Dolphins are becoming hooked on a deadly opioid pumped into the sea in waste water.
And drug smugglers could also be dumping packages of powerful synthetic painkiller fentanyl into the Gulf of Mexico and Mississippi Sound to avoid capture by coastguards or federal US agents.
Scientists have found the opioid in the bodies of more than 20 per cent of bottlenose dolphins tested in the waters, which are often used to smuggle drugs from Mexico to America.
The marine mammals are thought to have ingested fentanyl after eating fish. As this food is also consumed by humans there are fears this could add to the opioid addiction epidemic gripping the US, which led to an estimated 74,702 deaths last year.
Dr Dara Orbach, an assistant professor of marine biology at Texas A&M University, said: “Dolphins eat the same fish and seafood that we do so, if they are uptaking pharmaceuticals through fish and seafood consumption, we may be as well.”
The shocking findings, published in the US journal iScience, follow last year’s documentary Cocaine Sharks, which revealed traces of the drug were found in 13 sharpnose sharks off the coasts of Florida and Brazil.
It is thought likely the sharks devoured packages of cocaine either lost or dumped into the water by smugglers.
But sewage being discharged into the sea is seen as a more likely cause of the fentanyl being ingested by dolphins.
Researcher Makayla Guinn said: “These drugs and pharmaceuticals are entering our water and are having cascading effects on our marine life.”

Task objective -
Answer these questions from the dolphin article:
(a) What share of the bottlenose dolphins tested had the opioid in their bodies?
(b) In which journal were the findings published?
(c) What is seen as the more likely cause of the dolphins ingesting fentanyl?

Data listing -

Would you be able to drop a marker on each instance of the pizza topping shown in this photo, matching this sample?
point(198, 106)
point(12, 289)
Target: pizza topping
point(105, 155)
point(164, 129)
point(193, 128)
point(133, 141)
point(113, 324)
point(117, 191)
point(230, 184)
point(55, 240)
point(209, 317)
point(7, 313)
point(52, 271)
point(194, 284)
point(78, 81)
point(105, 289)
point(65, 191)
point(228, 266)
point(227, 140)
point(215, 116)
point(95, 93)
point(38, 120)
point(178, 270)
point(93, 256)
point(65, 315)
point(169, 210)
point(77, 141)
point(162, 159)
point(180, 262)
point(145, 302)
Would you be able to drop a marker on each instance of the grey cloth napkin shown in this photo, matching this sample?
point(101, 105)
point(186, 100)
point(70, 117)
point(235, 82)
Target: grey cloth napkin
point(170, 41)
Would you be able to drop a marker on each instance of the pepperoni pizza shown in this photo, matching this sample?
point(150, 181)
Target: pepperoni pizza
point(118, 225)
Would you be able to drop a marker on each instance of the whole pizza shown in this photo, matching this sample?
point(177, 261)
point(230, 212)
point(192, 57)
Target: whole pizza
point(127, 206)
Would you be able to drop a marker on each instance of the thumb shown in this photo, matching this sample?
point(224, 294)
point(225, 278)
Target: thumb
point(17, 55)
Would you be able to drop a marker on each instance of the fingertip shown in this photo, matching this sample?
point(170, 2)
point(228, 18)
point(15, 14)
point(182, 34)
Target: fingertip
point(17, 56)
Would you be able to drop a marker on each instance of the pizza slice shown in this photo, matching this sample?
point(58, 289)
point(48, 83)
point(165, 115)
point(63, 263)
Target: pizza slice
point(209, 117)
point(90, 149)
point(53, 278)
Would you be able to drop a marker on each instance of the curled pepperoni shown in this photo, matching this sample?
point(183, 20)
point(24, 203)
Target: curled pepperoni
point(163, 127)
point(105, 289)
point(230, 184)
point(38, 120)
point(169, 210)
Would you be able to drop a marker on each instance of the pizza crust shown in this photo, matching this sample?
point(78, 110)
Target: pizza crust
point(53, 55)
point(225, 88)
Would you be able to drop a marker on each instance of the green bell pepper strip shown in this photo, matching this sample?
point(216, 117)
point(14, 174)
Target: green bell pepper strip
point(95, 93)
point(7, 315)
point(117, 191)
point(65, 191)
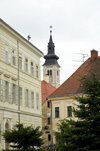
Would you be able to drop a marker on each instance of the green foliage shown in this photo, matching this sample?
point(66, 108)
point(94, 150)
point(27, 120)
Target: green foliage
point(31, 149)
point(83, 134)
point(24, 137)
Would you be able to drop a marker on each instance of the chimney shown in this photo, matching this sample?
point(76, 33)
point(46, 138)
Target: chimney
point(94, 54)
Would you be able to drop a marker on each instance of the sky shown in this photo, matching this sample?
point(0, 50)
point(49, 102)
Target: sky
point(75, 28)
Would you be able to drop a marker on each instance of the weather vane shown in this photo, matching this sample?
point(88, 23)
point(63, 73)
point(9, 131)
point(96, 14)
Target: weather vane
point(50, 30)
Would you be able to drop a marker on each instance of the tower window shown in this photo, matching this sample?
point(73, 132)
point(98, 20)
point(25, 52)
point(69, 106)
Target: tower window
point(50, 72)
point(69, 111)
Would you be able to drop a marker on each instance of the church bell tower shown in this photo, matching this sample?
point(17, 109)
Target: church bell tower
point(51, 68)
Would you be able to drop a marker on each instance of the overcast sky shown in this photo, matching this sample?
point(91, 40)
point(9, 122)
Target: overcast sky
point(76, 27)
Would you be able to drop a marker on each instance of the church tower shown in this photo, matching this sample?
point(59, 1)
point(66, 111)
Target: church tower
point(51, 68)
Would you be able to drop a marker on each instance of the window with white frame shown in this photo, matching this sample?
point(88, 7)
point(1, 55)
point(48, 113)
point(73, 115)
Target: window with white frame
point(26, 65)
point(13, 57)
point(32, 69)
point(37, 71)
point(14, 93)
point(6, 53)
point(1, 89)
point(69, 111)
point(37, 101)
point(20, 61)
point(20, 95)
point(32, 99)
point(56, 112)
point(6, 91)
point(27, 98)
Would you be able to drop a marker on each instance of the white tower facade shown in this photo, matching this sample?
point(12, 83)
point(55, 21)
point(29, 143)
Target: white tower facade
point(51, 68)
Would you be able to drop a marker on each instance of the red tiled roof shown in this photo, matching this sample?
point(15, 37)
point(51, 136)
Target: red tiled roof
point(72, 85)
point(46, 89)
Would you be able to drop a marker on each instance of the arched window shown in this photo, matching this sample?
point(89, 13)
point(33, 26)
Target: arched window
point(50, 72)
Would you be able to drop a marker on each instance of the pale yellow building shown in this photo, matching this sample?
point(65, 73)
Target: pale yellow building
point(63, 99)
point(27, 75)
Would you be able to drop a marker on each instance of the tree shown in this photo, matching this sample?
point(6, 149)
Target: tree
point(83, 134)
point(24, 137)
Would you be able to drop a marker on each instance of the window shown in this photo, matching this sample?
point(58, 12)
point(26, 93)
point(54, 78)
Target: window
point(27, 97)
point(49, 137)
point(20, 61)
point(69, 111)
point(49, 120)
point(14, 93)
point(32, 99)
point(48, 72)
point(6, 53)
point(37, 101)
point(37, 71)
point(6, 91)
point(13, 57)
point(48, 104)
point(0, 132)
point(32, 69)
point(1, 90)
point(56, 112)
point(26, 65)
point(20, 95)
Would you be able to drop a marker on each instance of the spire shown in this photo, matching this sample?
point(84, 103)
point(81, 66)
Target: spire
point(51, 44)
point(51, 58)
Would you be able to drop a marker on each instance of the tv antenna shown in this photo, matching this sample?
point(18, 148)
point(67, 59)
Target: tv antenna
point(83, 55)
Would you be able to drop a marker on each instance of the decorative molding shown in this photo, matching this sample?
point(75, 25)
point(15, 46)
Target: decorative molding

Answer for this exercise -
(a) More than 20 percent.
(b) The US journal iScience.
(c) Sewage being discharged into the sea.